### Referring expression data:
★ ★ ★ ★ ★ ★ ★
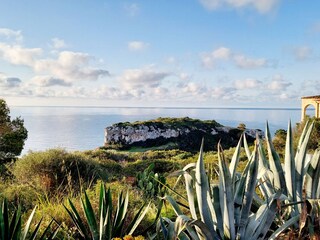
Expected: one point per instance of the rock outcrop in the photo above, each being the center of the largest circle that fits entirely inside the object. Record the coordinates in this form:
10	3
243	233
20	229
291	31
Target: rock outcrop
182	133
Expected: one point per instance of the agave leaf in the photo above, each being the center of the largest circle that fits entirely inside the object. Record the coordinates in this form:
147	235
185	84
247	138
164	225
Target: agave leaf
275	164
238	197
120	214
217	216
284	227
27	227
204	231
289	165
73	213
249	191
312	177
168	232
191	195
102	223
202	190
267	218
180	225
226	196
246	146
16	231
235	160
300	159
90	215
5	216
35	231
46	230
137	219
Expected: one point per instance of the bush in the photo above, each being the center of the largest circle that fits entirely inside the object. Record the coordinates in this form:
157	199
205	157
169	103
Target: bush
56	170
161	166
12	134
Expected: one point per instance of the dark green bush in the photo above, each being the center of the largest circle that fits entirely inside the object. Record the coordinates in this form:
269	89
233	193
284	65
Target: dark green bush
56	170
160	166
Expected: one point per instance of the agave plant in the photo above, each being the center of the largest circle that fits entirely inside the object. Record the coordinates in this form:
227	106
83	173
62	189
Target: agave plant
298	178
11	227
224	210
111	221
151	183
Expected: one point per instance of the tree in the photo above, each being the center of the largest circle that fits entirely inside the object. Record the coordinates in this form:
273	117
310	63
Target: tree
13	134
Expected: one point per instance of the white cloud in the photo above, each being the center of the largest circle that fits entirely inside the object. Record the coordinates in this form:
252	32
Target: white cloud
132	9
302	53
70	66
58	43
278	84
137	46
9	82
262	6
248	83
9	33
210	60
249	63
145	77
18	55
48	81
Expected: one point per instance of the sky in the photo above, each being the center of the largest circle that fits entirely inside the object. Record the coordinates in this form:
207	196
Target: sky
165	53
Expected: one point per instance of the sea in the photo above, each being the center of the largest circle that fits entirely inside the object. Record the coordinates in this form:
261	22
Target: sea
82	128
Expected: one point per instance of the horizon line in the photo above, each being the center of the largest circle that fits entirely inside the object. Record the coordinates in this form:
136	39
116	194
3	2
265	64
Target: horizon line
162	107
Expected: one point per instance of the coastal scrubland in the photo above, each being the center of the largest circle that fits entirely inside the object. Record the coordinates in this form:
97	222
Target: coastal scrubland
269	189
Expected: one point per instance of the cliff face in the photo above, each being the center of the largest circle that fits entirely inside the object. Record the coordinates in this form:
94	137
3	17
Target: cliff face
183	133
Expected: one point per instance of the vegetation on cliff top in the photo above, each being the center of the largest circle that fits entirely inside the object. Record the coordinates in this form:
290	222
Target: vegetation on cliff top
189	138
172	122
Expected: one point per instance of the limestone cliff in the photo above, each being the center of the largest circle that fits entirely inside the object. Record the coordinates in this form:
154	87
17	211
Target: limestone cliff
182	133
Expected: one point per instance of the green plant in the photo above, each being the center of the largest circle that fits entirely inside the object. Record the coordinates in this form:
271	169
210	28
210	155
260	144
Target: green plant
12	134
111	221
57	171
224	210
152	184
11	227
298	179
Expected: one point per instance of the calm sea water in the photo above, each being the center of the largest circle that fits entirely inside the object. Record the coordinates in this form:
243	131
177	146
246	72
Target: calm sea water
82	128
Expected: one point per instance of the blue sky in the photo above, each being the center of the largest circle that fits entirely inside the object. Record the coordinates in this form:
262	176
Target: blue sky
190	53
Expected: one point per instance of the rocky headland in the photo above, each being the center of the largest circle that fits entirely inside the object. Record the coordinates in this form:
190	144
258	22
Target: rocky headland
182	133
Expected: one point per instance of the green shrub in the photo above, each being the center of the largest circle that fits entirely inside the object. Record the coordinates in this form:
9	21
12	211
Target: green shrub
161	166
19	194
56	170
★ ★ ★ ★ ★ ★ ★
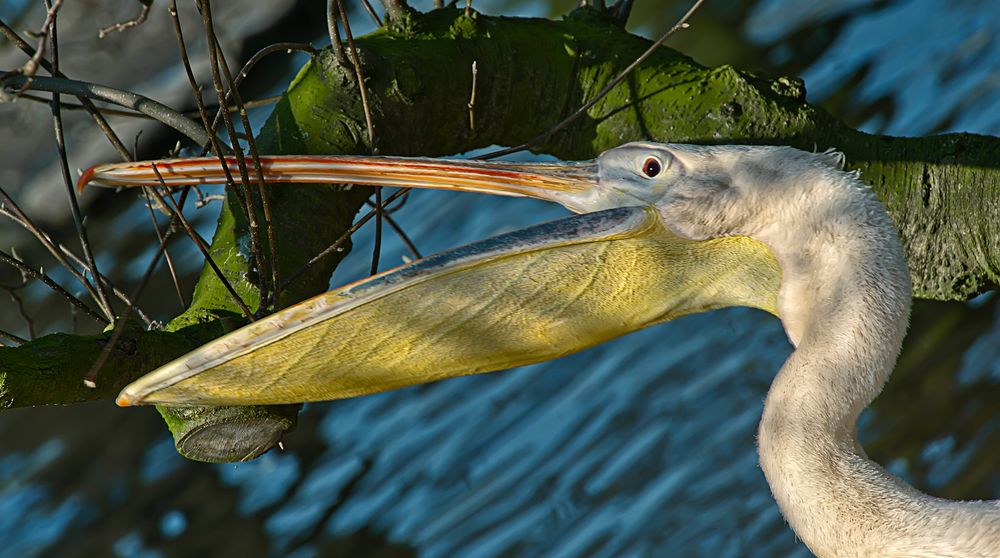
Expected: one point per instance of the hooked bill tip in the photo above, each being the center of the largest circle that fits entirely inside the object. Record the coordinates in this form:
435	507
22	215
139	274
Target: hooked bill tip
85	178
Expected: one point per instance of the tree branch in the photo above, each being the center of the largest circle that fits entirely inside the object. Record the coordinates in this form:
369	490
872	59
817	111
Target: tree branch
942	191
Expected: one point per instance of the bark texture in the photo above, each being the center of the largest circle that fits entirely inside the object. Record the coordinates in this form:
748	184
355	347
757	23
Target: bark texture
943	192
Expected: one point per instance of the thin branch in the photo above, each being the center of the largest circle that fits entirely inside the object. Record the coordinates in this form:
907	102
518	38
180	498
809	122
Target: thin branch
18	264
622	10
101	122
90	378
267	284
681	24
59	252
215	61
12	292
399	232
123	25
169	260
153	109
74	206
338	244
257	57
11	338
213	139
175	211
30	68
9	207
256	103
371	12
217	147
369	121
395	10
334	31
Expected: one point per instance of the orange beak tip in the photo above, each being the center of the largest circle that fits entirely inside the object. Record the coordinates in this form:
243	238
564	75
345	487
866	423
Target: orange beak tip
★ ★ ★ ★ ★ ★ ★
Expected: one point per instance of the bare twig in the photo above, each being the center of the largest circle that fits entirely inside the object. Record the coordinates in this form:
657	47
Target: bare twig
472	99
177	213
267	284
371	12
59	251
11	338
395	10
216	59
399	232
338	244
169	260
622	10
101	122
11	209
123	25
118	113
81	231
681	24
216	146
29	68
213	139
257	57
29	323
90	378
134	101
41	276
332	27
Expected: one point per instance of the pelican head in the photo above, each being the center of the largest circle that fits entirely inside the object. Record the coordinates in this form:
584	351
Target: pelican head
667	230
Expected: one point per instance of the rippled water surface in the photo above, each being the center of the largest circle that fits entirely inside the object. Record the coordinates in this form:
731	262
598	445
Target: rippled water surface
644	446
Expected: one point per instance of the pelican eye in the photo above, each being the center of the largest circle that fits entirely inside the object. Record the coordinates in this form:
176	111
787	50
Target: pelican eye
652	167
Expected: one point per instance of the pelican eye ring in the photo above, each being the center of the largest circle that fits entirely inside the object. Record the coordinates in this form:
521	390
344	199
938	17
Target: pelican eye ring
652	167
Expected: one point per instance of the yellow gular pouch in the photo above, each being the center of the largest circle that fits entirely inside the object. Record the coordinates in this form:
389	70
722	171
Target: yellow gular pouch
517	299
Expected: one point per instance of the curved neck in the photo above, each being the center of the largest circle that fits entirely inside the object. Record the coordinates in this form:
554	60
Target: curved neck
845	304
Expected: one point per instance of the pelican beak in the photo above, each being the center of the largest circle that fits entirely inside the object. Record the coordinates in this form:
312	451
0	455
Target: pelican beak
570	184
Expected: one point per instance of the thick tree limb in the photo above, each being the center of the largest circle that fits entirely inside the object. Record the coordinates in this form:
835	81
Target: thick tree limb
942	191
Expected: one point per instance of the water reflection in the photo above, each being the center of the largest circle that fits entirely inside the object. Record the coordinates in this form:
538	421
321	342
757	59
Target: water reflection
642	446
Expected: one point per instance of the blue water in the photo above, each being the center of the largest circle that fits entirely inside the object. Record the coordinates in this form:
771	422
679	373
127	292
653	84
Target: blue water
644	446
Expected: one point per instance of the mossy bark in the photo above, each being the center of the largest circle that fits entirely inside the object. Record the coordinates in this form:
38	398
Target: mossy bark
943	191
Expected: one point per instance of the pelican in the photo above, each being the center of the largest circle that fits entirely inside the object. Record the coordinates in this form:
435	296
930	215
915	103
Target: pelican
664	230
★ ★ ★ ★ ★ ★ ★
### Exercise:
For the entries above, count the lines that contain the string "orange", and state that number without further comment.

### Output:
2